Directions >>
Reproduce the turkey and wild rice soup recipe below word for word, from its opening description through the final instruction.
── Text shown
This cozy turkey and wild rice soup is the perfect way to use up leftover turkey. It is creamy, hearty, and full of vegetables, with tender wild rice that makes it extra comforting on a chilly day.
Course Soup
Cuisine American
Prep Time 10 minutes
Cook Time 45 minutes
Total Time 55 minutes
Servings 6 servings
Calories 236kcal
Author Ann Otis

Ingredients

  • 1 tablespoon extra virgin olive oil
  • 1 medium yellow onion diced (2 cups)
  • 2 medium carrots diced (1 cup)
  • 3 celery ribs diced (1 cup)
  • 8 ounces cremini mushrooms sliced
  • 3 cloves garlic minced
  • 4 cups chicken or turkey stock
  • 2 cups cooked shredded turkey
  • 2 cups cooked wild rice
  • 1/2 cup heavy cream
  • 1/4 cup chopped fresh parsley
  • 1/2 teaspoon kosher salt or to taste
  • 1/4 teaspoon ground black pepper or to taste

Instructions

  • Heat the olive oil in a large saucepan or dutch oven set over medium heat. Add the onions, carrots, celery and mushrooms. Cook, stirring occasionally, until soft and translucent, about 5-7 minutes. Add the garlic and cook for an additional minute, until fragrant. A bit of caramelization is fine, but if the vegetables ever seem like they’re browning too quickly, reduce the heat to medium-low.
────
── Excerpted data
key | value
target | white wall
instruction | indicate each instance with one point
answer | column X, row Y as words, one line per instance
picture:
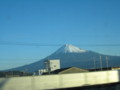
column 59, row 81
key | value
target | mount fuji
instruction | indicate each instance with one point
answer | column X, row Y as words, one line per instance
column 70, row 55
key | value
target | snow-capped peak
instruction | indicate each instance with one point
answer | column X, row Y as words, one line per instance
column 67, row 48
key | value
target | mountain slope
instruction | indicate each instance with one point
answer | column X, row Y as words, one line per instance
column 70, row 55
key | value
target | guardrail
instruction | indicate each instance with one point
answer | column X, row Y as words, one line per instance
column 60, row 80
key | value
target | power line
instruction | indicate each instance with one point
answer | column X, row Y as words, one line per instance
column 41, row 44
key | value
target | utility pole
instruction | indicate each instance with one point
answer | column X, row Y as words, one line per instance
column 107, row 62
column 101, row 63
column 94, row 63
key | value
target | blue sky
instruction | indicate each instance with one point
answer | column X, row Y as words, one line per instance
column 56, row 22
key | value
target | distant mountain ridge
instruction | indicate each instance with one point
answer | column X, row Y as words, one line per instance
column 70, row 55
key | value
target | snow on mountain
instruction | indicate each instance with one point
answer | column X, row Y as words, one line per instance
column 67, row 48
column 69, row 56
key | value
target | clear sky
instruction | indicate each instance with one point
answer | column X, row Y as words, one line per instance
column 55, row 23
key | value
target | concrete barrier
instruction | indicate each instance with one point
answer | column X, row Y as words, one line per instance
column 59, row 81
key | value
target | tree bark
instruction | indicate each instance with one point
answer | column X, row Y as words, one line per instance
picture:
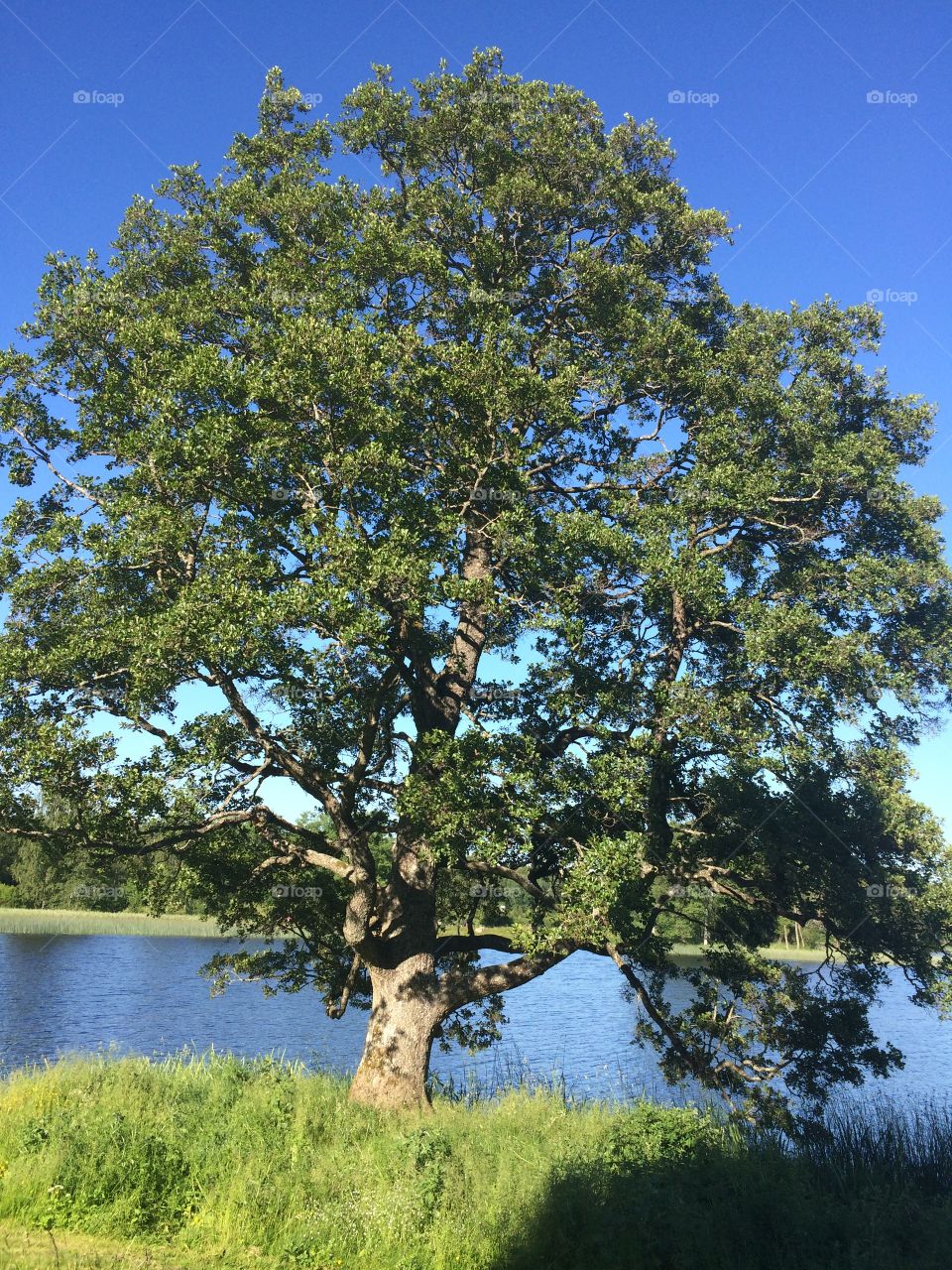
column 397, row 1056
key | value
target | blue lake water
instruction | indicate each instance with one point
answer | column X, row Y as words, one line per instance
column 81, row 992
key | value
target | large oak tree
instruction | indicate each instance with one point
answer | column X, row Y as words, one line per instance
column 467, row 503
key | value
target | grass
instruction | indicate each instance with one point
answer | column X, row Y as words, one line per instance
────
Written solution >>
This cozy turkey and wild rice soup is the perfect way to use up leftover turkey. It is creamy, hearty, and full of vegetables, with tender wild rice that makes it extra comforting on a chilly day.
Course Soup
Cuisine American
Prep Time 10 minutes
Cook Time 45 minutes
Total Time 55 minutes
Servings 6 servings
Calories 236kcal
Author Ann Otis

Ingredients

  • 1 tablespoon extra virgin olive oil
  • 1 medium yellow onion diced (2 cups)
  • 2 medium carrots diced (1 cup)
  • 3 celery ribs diced (1 cup)
  • 8 ounces cremini mushrooms sliced
  • 3 cloves garlic minced
  • 4 cups chicken or turkey stock
  • 2 cups cooked shredded turkey
  • 2 cups cooked wild rice
  • 1/2 cup heavy cream
  • 1/4 cup chopped fresh parsley
  • 1/2 teaspoon kosher salt or to taste
  • 1/4 teaspoon ground black pepper or to taste

Instructions

  • Heat the olive oil in a large saucepan or dutch oven set over medium heat. Add the onions, carrots, celery and mushrooms. Cook, stirring occasionally, until soft and translucent, about 5-7 minutes. Add the garlic and cook for an additional minute, until fragrant. A bit of caramelization is fine, but if the vegetables ever seem like they’re browning too quickly, reduce the heat to medium-low.